# Supplied passage
I ended up listening to music for three hours straight, including the entirety of Close to the Edge, and every bit of it was magnificent. I even heard bass lines within Yes' 20+ minute masterpiece that hadn't been very clear before.
I should have prefaced this tirade by pointing out that I typically don't enjoy in-ear style headphones. But to my ears, the WF-1000XM3's sound as good or better than any pair of headphones I've personally owned, which includes two limited edition ATH-M50X's, the lauded Sony MDR-7506 over-ears, and so on.
What I'm trying to say is that I'm a dyed-in-the-wool fan of audiophile-facing over-ear cans, but for the last several weeks I've been using the WF-1000XM3's almost daily instead of my beloved over-ears. They sound that good.
The whole experience feels polished
After their excellent sound quality, my next favorite thing about these headphones is how easy they are to use. I'm probably a bit awe-struck because I've never used truly wireless earbuds before, but the experience of listening to and charging the WF-1000XM3's feels like the next evolution in headphones.
For starters, Sony hasn't skimped on the materials here. The headphones themselves are a fetching combination of black and gold filigree, with clear left/right markings on each little bud (left is white, right is red, which should feel familiar to anyone used to analog audio setups). The USB-C charged case is equally fine, featuring soft black plastic and an attractive copper lid that snaps open and closed smoothly.
I've used Bluetooth headphones before, but never any that connected with the speed and efficacy of these in-ears from Sony. Within nanoseconds of activating my phone's Bluetooth, the headphones announce that they're connected.
Granted it's only a second or two faster than most Bluetooth headphones I've used, but the feeling of instantaneous connection definitely lends the WX-1000XM3's an air of luxury. This was one of our favorite things about the Apple Airpods, and it's good that Sony has the technology to keep up.
Essentially, these headphones look nice, are made up of fine materials (even if the USB-C charging cable is a little on the short side if you're not plugging into a laptop), and work flawlessly, whether or not you have the Sony app open—but more on that in a bit. Lastly, you can only get about 20-25 feet of range before the Bluetooth starts to drop, so don't wander too far from your phone.
Battery life is not exactly what Sony says, but it's very darn close
If leaving home for your commute or a trip and realizing you forgot your headphones is annoying, remembering to bring them with you only to discover they're dead (or almost dead) can be infuriating. One of the biggest early issues with true wireless earbuds was how to get decent battery life out of them. Yes, you can charge them in the case, but you also have to keep the case charged, and it's no good if you end up doing more charging than listening.

# Data shown
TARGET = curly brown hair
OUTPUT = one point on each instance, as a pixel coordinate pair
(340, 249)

# Goals
- A) Copy the part of the earbud review starting with "What I'm trying" and going on through "sound that good.".
- B) Using the earbud review, answer yes or no for each statement and quote the words that decide it: (i) the charging case has a copper lid; (ii) the right earbud is marked in white; (iii) the Bluetooth range is about 20-25 feet before the signal starts to drop.

# Outputs in order
- A)
What I'm trying to say is that I'm a dyed-in-the-wool fan of audiophile-facing over-ear cans, but for the last several weeks I've been using the WF-1000XM3's almost daily instead of my beloved over-ears. They sound that good.

- B)
(i) Yes: "an attractive copper lid that snaps open and closed smoothly"
(ii) No: "left is white, right is red"
(iii) Yes: "you can only get about 20-25 feet of range before the Bluetooth starts to drop"